▸ YOUR INSTRUCTIONS: Below are the entries to retype; reproduce each one exactly.
□ □ □ □ □ □ □
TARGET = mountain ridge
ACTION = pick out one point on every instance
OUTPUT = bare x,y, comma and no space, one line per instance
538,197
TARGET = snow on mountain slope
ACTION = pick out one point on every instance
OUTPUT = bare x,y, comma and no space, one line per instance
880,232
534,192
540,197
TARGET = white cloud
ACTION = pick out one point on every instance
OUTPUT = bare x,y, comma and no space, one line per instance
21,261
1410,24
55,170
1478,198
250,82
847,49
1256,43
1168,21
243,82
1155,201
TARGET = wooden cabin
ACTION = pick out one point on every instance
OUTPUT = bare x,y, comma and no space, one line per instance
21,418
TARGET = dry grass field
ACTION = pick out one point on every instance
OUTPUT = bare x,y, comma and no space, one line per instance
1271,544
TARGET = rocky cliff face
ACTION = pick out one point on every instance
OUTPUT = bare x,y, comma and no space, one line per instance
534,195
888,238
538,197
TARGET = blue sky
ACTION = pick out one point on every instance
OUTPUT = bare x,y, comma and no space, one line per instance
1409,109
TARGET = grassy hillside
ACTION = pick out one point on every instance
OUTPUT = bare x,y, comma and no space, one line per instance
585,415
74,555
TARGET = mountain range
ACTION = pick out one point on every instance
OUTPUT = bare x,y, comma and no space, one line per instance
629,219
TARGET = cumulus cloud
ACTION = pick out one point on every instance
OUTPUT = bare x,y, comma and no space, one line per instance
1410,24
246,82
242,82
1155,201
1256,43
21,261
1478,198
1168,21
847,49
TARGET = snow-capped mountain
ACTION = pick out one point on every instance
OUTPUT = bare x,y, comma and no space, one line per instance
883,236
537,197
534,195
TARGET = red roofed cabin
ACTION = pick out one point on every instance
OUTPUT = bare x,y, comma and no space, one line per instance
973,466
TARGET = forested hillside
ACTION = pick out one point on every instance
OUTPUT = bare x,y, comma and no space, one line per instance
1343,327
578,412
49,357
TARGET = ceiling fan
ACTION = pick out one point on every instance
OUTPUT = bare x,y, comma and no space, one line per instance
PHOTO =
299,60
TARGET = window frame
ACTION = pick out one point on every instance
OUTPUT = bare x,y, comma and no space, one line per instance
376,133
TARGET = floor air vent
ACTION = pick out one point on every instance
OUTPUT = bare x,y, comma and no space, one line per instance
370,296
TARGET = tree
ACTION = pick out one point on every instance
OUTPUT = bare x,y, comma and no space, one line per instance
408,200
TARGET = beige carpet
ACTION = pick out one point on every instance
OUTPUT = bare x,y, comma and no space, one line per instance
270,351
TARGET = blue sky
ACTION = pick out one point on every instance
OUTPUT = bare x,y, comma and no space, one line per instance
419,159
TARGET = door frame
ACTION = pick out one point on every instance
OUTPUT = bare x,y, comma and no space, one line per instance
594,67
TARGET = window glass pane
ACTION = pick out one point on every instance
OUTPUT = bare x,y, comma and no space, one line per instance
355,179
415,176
□ □ □ □ □ □ □
▸ TASK SOLUTION:
TARGET = mountain ridge
ACTION = pick out one point on every instance
OUTPUT = bare x,y, comma and no space, one line per instance
538,197
TARGET = snow on mountain slope
ACTION = pick out one point on every instance
OUTPUT = bare x,y, comma and no space, one line per instance
880,232
534,192
540,197
TARGET = white cloud
ACTION = pick out one point on every instance
OUTPUT = bare x,y, comma and no space, one line per instance
21,261
1410,24
55,170
1478,198
250,82
847,49
1256,43
1168,21
243,82
1155,201
TARGET = wooden cabin
ACTION = pick out one point on every instance
OUTPUT = bare x,y, comma and no space, one line per instance
21,418
TARGET = dry grass field
ACTION = pick out one point on every instance
OUTPUT = bare x,y, comma and no space, one line per instance
1271,544
TARGET = rocky cliff face
ACTION = pick out one point on every instance
OUTPUT = bare x,y, comma and no space, one line per instance
534,195
888,238
538,197
TARGET = blue sky
ACTION = pick out one point on every instance
OUTPUT = bare x,y, comma and no space, one line per instance
1409,109
TARGET = grassy hillside
ACTION = pick out one point on every instance
OUTPUT = bare x,y, comma and no space, one line per instance
585,415
74,555
TARGET = mountain range
ACTION = pick out one point on every instance
OUTPUT = bare x,y, comma and no space, one line per instance
629,219
TARGET = cumulus cloud
ACTION = pick out one point on every instance
OUTPUT = bare x,y, comma and no space, one line per instance
1410,24
246,82
242,82
1155,201
1256,43
21,261
1478,198
1168,21
847,49
TARGET = snow-capped mountain
ACTION = pick out one point on every instance
OUTPUT = bare x,y, comma and no space, one line per instance
883,236
537,197
534,195
TARGET = red roofed cabin
ACTION = pick out one point on every instance
OUTPUT = bare x,y, comma and no space, one line per instance
973,466
TARGET = forested hillside
ACTION = pick out one point on every instance
OUTPUT = bare x,y, comma and no space, one line per instance
1343,327
578,412
49,357
TARGET = ceiling fan
ACTION = pick out one point on every instance
OUTPUT = bare x,y, comma and no space, one line per instance
PHOTO =
299,60
TARGET = window frame
ACTION = pick out one point on every instance
OUTPUT = bare x,y, comma and no space, one line per instance
376,133
TARGET = floor air vent
ACTION = pick out one point on every instance
OUTPUT = bare x,y, comma and no space, one line per instance
370,296
TARGET = tree
ACTION = pick out one point on every instance
OUTPUT = bare x,y, comma and no space, one line per instance
408,200
TARGET = beige carpet
ACTION = pick out one point on every instance
OUTPUT = bare x,y, comma and no space, one line per instance
270,351
TARGET = blue sky
ACTION = pick out one point on every instance
OUTPUT = bare x,y, comma and no space, one line per instance
419,159
TARGET = door frame
ACTION = pick out one point on every instance
OUTPUT = bare x,y, comma and no space, one line per instance
594,67
TARGET = window glass pane
ACTION = pick out one point on every instance
OUTPUT = bare x,y, comma and no space, one line per instance
355,179
415,176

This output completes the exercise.